## [Problem description]
Rewrite the passage on VMP's finances, beginning at "Selling out RotMs" and stopping after "to month basis.", with "the company" in place of "VMP".

## [Excerpt to read]
With all of that, VMP is left with $1.4M in EBITA (a 15% margin, and ~$120K in profit per month) before we tack on any other incurred expenses.

VMP certainly pays for advertising on social media, and has marketing expenses; maybe they contract with an agency for that. Same goes for their web platform (and I'd ask for a refund at this point). They also are paying for warehouse space for excess inventory, basically utilities, basic office supplies and travel expenses for someone like Storf. I can't make informed guesses on what that all adds up to. But it certainly starts to eat away at that EBITA. Taxes, interest on debt, etc...It all adds up. Maybe my assumptions aren't 100% spot on, but I don't think they're way off, either. Point being is that out of that $10M annual revenue, not much is left at the end of the day. And there's likely some months where they run in the red on the income statement.
Selling out RotMs and having strong revenues doesn't necessarily translate into having healthy profits, cash flows, or even a healthy balance sheet. We did the exercised the other day - VMP can easily be generating $10M+ in annual revenues and be losing month on a month to month basis.

The fact that they aren't actually processing refunds despite confirming them is a HUGE red flag. Either the system is really THAT fucked, or they don't have the money
I remember speculating on their financial health back during the web integration issues. The price increase announcement isn't surprising to me. I don't think they're a financially healthy organization and this is more evidence. If you have to raise prices above the going market rate, and do not enhance the value proposition and product offerings, you don't have a revenue problem; you have a cost problem (and probably some cash flow/balance sheet issues).

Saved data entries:
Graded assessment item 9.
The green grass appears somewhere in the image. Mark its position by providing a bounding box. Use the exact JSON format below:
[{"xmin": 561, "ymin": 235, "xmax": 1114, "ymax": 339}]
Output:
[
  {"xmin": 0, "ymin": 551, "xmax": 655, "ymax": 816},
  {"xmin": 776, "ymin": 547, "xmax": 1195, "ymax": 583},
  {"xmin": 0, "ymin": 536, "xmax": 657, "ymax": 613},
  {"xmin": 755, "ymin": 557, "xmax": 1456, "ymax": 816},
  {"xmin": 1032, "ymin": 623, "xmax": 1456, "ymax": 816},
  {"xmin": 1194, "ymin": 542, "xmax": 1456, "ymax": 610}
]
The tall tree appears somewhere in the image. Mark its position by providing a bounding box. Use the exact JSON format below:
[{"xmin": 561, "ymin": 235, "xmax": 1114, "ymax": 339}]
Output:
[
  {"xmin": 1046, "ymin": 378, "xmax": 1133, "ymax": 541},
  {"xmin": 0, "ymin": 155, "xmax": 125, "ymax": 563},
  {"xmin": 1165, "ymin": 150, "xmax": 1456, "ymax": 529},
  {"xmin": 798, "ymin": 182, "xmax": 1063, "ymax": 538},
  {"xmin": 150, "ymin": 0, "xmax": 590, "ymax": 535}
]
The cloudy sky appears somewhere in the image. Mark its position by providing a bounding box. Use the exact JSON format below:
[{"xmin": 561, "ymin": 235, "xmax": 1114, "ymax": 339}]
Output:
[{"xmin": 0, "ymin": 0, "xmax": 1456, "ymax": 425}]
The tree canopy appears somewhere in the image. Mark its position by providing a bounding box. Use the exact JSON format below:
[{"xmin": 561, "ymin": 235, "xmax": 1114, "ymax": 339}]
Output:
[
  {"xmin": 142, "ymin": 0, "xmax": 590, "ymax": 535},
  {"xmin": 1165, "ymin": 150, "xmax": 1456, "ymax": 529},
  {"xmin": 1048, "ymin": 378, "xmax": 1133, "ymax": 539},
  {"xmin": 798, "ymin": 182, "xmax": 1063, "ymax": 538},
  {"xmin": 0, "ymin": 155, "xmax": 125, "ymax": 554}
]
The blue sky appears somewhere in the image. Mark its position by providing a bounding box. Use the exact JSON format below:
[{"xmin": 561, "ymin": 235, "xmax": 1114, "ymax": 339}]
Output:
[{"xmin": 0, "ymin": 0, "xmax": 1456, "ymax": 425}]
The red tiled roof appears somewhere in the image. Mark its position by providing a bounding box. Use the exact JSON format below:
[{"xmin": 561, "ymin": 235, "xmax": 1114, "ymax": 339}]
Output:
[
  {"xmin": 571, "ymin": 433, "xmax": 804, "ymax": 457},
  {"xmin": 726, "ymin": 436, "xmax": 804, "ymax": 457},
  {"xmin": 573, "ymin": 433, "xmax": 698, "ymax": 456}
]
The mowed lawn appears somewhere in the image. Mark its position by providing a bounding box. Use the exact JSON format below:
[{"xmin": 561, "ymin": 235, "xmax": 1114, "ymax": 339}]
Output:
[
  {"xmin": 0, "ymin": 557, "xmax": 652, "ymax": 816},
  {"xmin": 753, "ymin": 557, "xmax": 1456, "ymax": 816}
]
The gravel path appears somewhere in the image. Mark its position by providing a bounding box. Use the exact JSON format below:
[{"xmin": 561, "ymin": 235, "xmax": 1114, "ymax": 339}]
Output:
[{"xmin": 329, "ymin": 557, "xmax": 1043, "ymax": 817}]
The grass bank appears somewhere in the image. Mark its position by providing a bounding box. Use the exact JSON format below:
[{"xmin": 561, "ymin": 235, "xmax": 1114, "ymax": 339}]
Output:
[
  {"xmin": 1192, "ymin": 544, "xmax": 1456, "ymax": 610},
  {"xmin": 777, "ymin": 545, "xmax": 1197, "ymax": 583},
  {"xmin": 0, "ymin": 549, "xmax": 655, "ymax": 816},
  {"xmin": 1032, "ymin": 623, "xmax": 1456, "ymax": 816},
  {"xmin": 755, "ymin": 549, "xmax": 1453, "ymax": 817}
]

## [Result of the exercise]
Selling out RotMs and having strong revenues doesn't necessarily translate into having healthy profits, cash flows, or even a healthy balance sheet. We did the exercised the other day - the company can easily be generating $10M+ in annual revenues and be losing month on a month to month basis.